**WORK TO COMPLETE**
Copy out the part of the listing that opens with the line containing "Indicate a point on each instance of the wire" and closes with the line containing "x=113, y=215", both of those lines included.

**SOURCE DATA**
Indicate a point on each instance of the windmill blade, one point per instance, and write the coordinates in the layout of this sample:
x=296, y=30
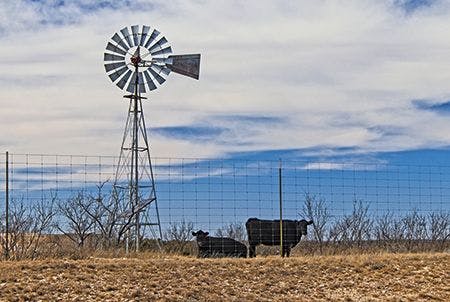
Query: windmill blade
x=123, y=81
x=115, y=49
x=132, y=83
x=155, y=74
x=116, y=74
x=144, y=33
x=158, y=44
x=126, y=35
x=111, y=57
x=162, y=69
x=112, y=66
x=116, y=38
x=188, y=65
x=135, y=31
x=161, y=61
x=153, y=36
x=141, y=82
x=149, y=81
x=163, y=51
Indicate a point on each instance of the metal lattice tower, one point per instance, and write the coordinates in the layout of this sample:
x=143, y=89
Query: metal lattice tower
x=139, y=62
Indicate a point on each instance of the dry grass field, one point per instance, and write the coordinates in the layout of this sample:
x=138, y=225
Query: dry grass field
x=384, y=277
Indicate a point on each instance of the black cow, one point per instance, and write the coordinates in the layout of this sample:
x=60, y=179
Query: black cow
x=267, y=232
x=218, y=246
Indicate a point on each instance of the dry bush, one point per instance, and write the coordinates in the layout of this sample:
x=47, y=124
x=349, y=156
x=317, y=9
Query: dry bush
x=28, y=224
x=315, y=209
x=234, y=230
x=354, y=229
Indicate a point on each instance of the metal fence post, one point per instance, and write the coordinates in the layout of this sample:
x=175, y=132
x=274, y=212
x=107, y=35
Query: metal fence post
x=280, y=189
x=7, y=207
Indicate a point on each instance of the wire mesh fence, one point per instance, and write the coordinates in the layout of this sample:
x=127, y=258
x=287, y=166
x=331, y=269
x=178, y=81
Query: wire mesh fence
x=351, y=204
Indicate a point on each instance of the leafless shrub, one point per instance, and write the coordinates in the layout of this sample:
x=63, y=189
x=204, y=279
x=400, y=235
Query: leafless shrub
x=234, y=230
x=354, y=229
x=178, y=237
x=389, y=232
x=439, y=227
x=414, y=230
x=315, y=209
x=113, y=215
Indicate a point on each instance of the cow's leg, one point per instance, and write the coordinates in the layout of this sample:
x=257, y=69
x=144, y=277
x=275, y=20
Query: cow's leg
x=252, y=251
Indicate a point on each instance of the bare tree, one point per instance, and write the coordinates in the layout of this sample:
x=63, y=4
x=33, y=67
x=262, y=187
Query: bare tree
x=27, y=227
x=354, y=228
x=414, y=230
x=233, y=230
x=79, y=223
x=315, y=209
x=113, y=214
x=389, y=231
x=178, y=236
x=439, y=227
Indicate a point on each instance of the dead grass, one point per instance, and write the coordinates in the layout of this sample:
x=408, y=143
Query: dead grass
x=158, y=277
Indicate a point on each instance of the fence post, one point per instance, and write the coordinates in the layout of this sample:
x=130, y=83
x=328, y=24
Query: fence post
x=280, y=190
x=7, y=207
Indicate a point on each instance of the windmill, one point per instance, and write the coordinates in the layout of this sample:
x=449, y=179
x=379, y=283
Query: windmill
x=139, y=62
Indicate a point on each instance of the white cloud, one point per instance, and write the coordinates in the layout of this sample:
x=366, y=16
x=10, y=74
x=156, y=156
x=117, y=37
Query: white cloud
x=336, y=73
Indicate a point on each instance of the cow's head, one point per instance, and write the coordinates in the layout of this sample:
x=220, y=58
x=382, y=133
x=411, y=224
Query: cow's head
x=201, y=237
x=302, y=226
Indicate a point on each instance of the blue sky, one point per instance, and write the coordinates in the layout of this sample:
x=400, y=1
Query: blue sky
x=340, y=81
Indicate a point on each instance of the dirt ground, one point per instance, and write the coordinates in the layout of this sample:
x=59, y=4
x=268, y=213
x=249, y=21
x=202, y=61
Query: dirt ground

**ANSWER TO THE TASK**
Indicate a point on each instance of the wire mesh fence, one point per instance, and write the coordinates in the layout of this sample:
x=127, y=258
x=287, y=166
x=331, y=269
x=178, y=81
Query: wire mesh fence
x=351, y=204
Indicate a point on each instance of the leafless shrub, one point per instance, and write the coordinates in the layout of this sample:
x=63, y=189
x=204, y=279
x=400, y=235
Query: leafless shrub
x=234, y=230
x=354, y=229
x=178, y=237
x=389, y=232
x=439, y=227
x=414, y=230
x=315, y=209
x=113, y=215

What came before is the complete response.